• _Excerpt to read_:
────────

Today, Foreign Secretary Marcelo Ebrard hosted a breakfast with representatives from the CARICOM countries during the 7th Summit of Heads of State and Government of the Community of Latin American and Caribbean States (CELAC), which is taking place in Buenos Aires, Argentina.
The Foreign Secretary welcomed the Prime Minister of Saint Vincent and the Grenadines, Ralph Everard Gonsalves, and his counterparts from the Bahamas, Barbados, Belize, Dominica, Grenada, Guyana, Haiti, Jamaica, Saint Kitts and Nevis, Saint Lucia, Suriname and Trinidad and Tobago, in addition to Caricom Deputy Secretary-General Armstrong Alexis.
Foreign Secretary Ebrard announced Mexico's interest in holding the Fifth Mexico-Caricom Summit, scheduled for this year, in Mexico City. The Summit was originally planned for March 2020, but was postponed due to the COVID-19 pandemic.
At the breakfast, Mexico discussed opportunities for cooperation with the Caribbean countries based on a portfolio of investment projects especially related to climate change and its effects on natural disasters, such as hurricanes, droughts and related issues, a topic of paramount importance for the region.
Alejandro Svarch, head of the Federal Commission for Protection against Health Risks (Cofepris), presented proposals for advancing a health self-sufficiency plan, which includes boosting the region's ability to develop, produce and distribute medicines and vaccines.

────────

• _Required tasks_:
• 1. Rewrite the paragraph of the CARICOM breakfast release beginning "At the breakfast, Mexico discussed" more briefly, keeping its main facts.
• 2. Reproduce the passage of the CARICOM breakfast release between "Today, Foreign Secretary" and "the COVID-19 pandemic.", inclusive.
• 3. Continue the CARICOM breakfast release from its final sentence onward.

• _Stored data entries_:
────────

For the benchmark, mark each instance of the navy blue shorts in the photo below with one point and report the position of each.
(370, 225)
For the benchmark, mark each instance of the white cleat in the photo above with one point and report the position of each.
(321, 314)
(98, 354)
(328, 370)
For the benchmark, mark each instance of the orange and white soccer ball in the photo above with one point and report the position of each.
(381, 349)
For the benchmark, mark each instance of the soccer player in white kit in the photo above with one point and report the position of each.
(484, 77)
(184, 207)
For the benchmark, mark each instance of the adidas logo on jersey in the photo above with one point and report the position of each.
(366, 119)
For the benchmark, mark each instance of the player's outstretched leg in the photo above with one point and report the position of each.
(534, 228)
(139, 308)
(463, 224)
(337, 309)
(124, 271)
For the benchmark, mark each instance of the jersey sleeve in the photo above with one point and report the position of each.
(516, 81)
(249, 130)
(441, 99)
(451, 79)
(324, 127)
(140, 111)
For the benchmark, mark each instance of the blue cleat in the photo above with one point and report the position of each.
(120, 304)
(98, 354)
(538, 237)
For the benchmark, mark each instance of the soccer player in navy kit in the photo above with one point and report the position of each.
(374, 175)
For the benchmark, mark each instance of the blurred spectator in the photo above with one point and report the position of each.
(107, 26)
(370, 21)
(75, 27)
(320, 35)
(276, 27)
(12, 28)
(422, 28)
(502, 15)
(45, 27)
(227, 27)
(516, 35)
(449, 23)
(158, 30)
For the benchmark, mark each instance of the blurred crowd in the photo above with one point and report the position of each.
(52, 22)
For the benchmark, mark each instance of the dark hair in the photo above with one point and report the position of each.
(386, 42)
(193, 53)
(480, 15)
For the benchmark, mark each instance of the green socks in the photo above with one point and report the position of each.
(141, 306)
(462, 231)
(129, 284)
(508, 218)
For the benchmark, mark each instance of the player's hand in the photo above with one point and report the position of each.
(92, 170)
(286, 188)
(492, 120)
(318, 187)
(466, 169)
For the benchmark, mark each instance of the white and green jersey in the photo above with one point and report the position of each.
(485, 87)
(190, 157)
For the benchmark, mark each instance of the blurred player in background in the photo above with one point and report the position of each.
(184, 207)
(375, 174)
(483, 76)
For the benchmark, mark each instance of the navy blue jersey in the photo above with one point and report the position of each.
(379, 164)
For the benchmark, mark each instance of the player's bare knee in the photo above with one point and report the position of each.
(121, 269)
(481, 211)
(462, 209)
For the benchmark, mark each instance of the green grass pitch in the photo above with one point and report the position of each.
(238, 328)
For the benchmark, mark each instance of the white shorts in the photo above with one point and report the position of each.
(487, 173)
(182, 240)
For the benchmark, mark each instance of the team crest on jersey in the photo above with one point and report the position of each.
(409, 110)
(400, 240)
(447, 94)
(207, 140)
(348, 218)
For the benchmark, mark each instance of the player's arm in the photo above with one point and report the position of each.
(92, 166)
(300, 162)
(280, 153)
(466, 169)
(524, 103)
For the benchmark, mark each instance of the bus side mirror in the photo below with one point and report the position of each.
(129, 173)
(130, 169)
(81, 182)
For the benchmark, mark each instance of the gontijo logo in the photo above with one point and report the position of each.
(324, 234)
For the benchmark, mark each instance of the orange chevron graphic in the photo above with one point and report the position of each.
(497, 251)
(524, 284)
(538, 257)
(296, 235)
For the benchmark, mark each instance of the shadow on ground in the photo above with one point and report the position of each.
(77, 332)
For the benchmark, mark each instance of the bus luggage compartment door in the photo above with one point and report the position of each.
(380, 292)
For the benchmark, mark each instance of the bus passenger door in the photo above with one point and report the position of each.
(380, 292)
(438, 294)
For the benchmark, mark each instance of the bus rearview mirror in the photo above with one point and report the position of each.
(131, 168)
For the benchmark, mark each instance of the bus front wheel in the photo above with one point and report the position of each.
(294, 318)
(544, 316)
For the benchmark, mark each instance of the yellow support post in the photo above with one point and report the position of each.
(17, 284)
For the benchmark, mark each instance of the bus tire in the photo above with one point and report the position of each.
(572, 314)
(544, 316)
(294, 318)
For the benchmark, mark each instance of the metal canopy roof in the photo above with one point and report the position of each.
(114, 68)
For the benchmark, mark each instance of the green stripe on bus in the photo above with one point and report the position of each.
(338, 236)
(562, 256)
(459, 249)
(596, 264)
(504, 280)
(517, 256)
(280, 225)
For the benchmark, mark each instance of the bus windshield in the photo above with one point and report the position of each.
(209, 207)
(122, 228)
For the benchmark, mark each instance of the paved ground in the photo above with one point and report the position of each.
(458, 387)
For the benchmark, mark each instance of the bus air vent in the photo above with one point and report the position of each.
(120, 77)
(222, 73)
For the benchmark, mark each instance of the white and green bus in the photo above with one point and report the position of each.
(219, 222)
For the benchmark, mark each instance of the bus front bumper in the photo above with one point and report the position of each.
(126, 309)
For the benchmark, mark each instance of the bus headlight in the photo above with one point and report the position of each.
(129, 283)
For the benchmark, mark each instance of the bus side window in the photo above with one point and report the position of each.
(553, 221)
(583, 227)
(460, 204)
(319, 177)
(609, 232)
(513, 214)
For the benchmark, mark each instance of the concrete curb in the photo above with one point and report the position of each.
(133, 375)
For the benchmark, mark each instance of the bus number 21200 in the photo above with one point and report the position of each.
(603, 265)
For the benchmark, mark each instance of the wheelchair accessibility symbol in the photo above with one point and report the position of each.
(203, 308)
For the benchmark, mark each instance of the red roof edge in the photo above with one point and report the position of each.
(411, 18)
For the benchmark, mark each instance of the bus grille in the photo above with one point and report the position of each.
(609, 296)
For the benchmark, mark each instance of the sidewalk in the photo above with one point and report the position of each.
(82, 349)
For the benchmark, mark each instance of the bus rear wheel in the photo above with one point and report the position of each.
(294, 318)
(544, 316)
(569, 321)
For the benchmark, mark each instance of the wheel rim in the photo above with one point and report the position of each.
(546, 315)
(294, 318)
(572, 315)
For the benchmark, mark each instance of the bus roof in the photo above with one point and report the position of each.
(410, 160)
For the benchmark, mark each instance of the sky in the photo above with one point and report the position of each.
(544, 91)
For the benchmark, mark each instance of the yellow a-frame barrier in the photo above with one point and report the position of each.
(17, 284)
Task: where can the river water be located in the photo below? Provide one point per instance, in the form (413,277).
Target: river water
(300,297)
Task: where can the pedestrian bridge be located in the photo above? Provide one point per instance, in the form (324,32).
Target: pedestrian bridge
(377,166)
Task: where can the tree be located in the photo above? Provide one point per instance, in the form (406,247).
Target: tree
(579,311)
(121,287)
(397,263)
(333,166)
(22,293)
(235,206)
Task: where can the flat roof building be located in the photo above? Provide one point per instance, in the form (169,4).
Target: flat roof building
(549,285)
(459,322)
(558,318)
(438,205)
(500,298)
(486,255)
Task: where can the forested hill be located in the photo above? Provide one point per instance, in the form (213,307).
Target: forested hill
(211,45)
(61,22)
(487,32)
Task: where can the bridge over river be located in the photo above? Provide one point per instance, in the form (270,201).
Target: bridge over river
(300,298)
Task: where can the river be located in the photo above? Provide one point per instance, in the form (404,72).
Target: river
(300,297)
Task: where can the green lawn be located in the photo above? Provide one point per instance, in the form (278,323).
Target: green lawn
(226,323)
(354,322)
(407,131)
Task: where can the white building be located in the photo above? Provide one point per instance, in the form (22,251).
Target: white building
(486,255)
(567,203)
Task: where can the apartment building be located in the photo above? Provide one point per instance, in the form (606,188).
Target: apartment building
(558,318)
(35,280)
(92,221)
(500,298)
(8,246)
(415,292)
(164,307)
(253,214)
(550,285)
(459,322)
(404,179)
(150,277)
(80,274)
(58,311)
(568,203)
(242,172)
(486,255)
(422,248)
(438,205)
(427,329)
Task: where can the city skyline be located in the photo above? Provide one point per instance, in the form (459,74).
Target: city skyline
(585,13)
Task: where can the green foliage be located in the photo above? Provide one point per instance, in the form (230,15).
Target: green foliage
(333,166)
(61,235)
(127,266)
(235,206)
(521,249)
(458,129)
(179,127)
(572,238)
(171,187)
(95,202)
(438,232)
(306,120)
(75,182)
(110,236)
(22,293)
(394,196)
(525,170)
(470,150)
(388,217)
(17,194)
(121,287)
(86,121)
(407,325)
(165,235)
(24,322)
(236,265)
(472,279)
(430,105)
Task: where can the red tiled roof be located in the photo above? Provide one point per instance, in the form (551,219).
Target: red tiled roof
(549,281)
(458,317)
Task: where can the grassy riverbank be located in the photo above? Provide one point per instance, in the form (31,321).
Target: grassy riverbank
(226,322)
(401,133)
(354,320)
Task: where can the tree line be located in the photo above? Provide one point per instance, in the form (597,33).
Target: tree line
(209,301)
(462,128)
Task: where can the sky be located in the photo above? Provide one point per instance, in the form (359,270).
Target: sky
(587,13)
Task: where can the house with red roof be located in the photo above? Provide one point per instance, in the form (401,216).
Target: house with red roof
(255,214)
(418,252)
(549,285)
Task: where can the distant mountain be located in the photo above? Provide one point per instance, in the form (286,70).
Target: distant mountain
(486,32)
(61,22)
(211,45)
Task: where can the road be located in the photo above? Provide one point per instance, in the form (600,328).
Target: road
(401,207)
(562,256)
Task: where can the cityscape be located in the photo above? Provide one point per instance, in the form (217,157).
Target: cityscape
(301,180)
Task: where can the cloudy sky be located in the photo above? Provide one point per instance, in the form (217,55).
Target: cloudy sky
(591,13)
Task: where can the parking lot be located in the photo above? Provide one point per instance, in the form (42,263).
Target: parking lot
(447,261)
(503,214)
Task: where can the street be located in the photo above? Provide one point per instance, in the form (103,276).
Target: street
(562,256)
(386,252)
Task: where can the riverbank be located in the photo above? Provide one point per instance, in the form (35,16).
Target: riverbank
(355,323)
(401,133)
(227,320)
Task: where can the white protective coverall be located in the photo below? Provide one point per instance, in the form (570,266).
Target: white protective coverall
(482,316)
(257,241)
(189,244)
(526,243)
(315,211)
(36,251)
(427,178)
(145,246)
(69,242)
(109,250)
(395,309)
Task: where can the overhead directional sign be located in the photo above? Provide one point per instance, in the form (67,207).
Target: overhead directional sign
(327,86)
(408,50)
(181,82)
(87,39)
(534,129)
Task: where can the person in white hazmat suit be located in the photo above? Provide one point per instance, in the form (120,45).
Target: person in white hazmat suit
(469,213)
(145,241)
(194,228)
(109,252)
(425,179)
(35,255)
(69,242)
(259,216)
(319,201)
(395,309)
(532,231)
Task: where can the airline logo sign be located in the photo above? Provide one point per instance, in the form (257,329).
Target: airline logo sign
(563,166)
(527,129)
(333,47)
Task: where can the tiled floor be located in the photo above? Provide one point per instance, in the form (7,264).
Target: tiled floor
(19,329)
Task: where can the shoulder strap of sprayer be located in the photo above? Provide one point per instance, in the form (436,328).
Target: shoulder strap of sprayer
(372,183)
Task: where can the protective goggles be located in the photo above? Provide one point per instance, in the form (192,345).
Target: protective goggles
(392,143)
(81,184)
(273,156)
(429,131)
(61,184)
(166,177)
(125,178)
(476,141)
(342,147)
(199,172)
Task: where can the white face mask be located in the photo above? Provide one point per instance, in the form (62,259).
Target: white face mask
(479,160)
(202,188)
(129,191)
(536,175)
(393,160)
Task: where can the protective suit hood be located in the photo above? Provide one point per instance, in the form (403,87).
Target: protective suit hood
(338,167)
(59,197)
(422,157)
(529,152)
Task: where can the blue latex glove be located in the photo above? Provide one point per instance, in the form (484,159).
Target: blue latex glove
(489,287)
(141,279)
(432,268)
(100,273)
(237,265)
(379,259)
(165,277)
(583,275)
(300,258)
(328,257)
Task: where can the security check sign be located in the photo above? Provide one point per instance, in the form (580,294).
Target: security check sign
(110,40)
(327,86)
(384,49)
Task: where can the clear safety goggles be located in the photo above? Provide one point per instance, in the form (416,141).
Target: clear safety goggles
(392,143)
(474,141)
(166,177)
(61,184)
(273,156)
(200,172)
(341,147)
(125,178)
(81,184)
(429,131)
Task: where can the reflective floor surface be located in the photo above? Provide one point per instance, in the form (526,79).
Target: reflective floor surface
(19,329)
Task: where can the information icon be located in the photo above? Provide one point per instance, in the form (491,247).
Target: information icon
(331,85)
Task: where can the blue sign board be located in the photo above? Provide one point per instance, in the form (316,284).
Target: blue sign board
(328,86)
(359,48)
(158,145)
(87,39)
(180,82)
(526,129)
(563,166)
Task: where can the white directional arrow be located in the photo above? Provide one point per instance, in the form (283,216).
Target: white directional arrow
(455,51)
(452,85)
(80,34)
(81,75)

────────

• _Responses by task_:
• 1. Mexico discussed cooperation with the Caribbean countries built on a portfolio of investment projects, particularly on climate change and its effects on natural disasters such as hurricanes and droughts, a topic of paramount importance for the region.

• 2.
Today, Foreign Secretary Marcelo Ebrard hosted a breakfast with representatives from the CARICOM countries during the 7th Summit of Heads of State and Government of the Community of Latin American and Caribbean States (CELAC), which is taking place in Buenos Aires, Argentina.
The Foreign Secretary welcomed the Prime Minister of Saint Vincent and the Grenadines, Ralph Everard Gonsalves, and his counterparts from the Bahamas, Barbados, Belize, Dominica, Grenada, Guyana, Haiti, Jamaica, Saint Kitts and Nevis, Saint Lucia, Suriname and Trinidad and Tobago, in addition to Caricom Deputy Secretary-General Armstrong Alexis.
Foreign Secretary Ebrard announced Mexico's interest in holding the Fifth Mexico-Caricom Summit, scheduled for this year, in Mexico City. The Summit was originally planned for March 2020, but was postponed due to the COVID-19 pandemic.

• 3.
Also discussed was the progress made by the Latin American and Caribbean Space Agency (ALCE), created when Mexico was President Pro Tempore of Celac in 2021. With technical and financial assistance from Mexico, the first ALCE cooperation project is underway: the Geospatial Observation Center at the University of the West Indies in Trinidad and Tobago. The Center will provide the region with geospatial information on disaster prevention. This project received support from Mexico's National Institute of Statistics and Geography (Inegi), which provided training and technical assistance.
As part of the Caribbean, Mexico seeks solid and effective ties to the region, with which we share common interests. In addition, Mexico offers its support for cooperation projects that benefit the inhabitants of these island countries, thus strengthening its role in the Caribbean and consolidating its leadership in the region.